• DATA IN THIS EXERCISE
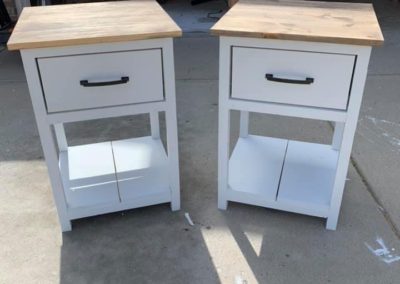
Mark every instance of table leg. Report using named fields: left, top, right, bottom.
left=240, top=110, right=249, bottom=138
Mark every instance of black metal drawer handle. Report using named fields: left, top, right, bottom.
left=265, top=74, right=314, bottom=85
left=80, top=77, right=129, bottom=87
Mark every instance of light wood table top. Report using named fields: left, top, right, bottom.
left=7, top=0, right=182, bottom=50
left=211, top=0, right=384, bottom=45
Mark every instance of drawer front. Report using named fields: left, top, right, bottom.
left=38, top=49, right=164, bottom=113
left=231, top=47, right=355, bottom=110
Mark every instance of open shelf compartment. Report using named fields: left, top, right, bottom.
left=228, top=135, right=338, bottom=217
left=59, top=137, right=171, bottom=213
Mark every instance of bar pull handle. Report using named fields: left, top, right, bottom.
left=265, top=74, right=314, bottom=85
left=80, top=76, right=129, bottom=87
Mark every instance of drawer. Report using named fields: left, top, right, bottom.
left=38, top=49, right=164, bottom=113
left=231, top=47, right=355, bottom=110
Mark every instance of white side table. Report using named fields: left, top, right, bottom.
left=212, top=0, right=383, bottom=230
left=8, top=1, right=181, bottom=231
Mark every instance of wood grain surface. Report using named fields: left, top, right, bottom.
left=211, top=0, right=384, bottom=45
left=7, top=0, right=182, bottom=50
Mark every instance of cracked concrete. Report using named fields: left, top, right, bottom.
left=0, top=1, right=400, bottom=284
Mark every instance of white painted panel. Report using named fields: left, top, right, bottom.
left=60, top=142, right=119, bottom=208
left=231, top=47, right=355, bottom=110
left=278, top=141, right=338, bottom=212
left=229, top=135, right=287, bottom=204
left=38, top=49, right=164, bottom=112
left=112, top=137, right=170, bottom=202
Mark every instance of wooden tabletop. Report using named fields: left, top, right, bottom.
left=211, top=0, right=383, bottom=45
left=7, top=0, right=182, bottom=50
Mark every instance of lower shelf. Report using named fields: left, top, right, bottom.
left=60, top=137, right=171, bottom=219
left=228, top=135, right=338, bottom=217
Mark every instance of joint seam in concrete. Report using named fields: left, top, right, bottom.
left=328, top=122, right=400, bottom=240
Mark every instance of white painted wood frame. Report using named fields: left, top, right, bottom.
left=218, top=36, right=371, bottom=230
left=21, top=38, right=180, bottom=231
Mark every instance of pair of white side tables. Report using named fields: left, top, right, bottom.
left=8, top=0, right=383, bottom=231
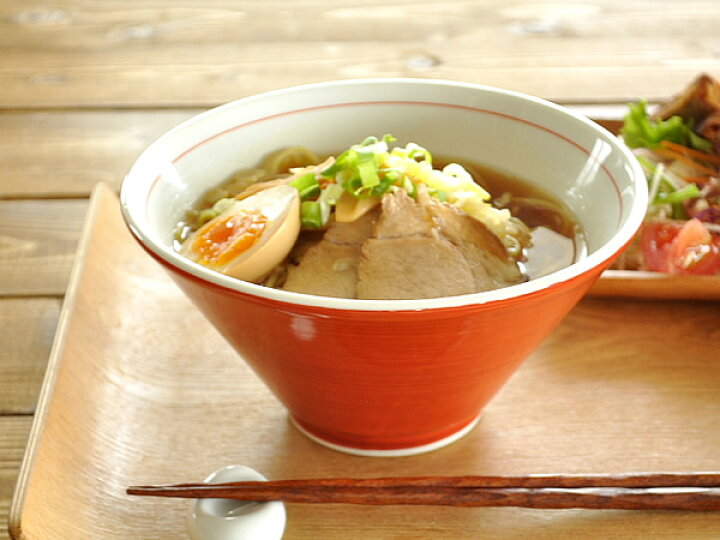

• TASK BRIEF
Copy all of the entries above word for word, leaving out the pictures.

• RESULT
Mark every instance of table leg. Report using named fields: left, top, right, bottom.
left=240, top=110, right=249, bottom=138
Mark every instance of black metal drawer handle. Report using named fields: left, top, right, bottom.
left=265, top=74, right=314, bottom=85
left=80, top=77, right=129, bottom=87
Mark every instance of light wood table top. Report using named fields: left, top, right, bottom.
left=7, top=0, right=182, bottom=50
left=211, top=0, right=384, bottom=45
Mark every instance of drawer front. Report using named fields: left, top, right, bottom.
left=38, top=49, right=164, bottom=113
left=231, top=47, right=355, bottom=110
Mark every instance of open shelf compartment. Report using named fields: left, top, right, bottom.
left=228, top=135, right=338, bottom=217
left=59, top=137, right=171, bottom=213
Mark every instance of bar pull handle. Report using named fields: left, top, right, bottom.
left=265, top=74, right=314, bottom=85
left=80, top=76, right=129, bottom=87
Mark every instance of drawer. Report using named fields: left, top, right, bottom.
left=38, top=49, right=164, bottom=113
left=231, top=47, right=355, bottom=110
Mark every instance of white side table. Report using named fields: left, top, right, bottom.
left=212, top=0, right=383, bottom=230
left=8, top=1, right=181, bottom=231
Mark every instance of wood grain surface. Report using named fields: left, top, right, bottom.
left=211, top=0, right=384, bottom=45
left=7, top=0, right=182, bottom=50
Mark every instance of cracked concrete. Report using named fields: left, top, right, bottom.
left=0, top=1, right=400, bottom=284
Mark every instance of white painted panel. Report using named fields: left, top, right, bottom.
left=60, top=142, right=119, bottom=208
left=231, top=47, right=355, bottom=110
left=278, top=141, right=338, bottom=212
left=229, top=135, right=287, bottom=204
left=38, top=49, right=164, bottom=112
left=112, top=137, right=170, bottom=202
Mark every instance of wooden tabletop. Report using named fields: left, top, right, bottom.
left=211, top=0, right=383, bottom=45
left=7, top=0, right=182, bottom=50
Mark every instance of lower shelf. Report using named fields: left, top, right, bottom.
left=60, top=137, right=171, bottom=219
left=228, top=135, right=338, bottom=217
Mark every instance of joint seam in concrete. Report using named fields: left, top, right, bottom.
left=328, top=122, right=400, bottom=240
Mark every instance of white painted wood frame. Report using named fields: left, top, right, bottom.
left=218, top=36, right=371, bottom=230
left=21, top=38, right=180, bottom=231
Mark every instance of pair of white side tables. Report using named fields: left, top, right, bottom.
left=8, top=0, right=383, bottom=231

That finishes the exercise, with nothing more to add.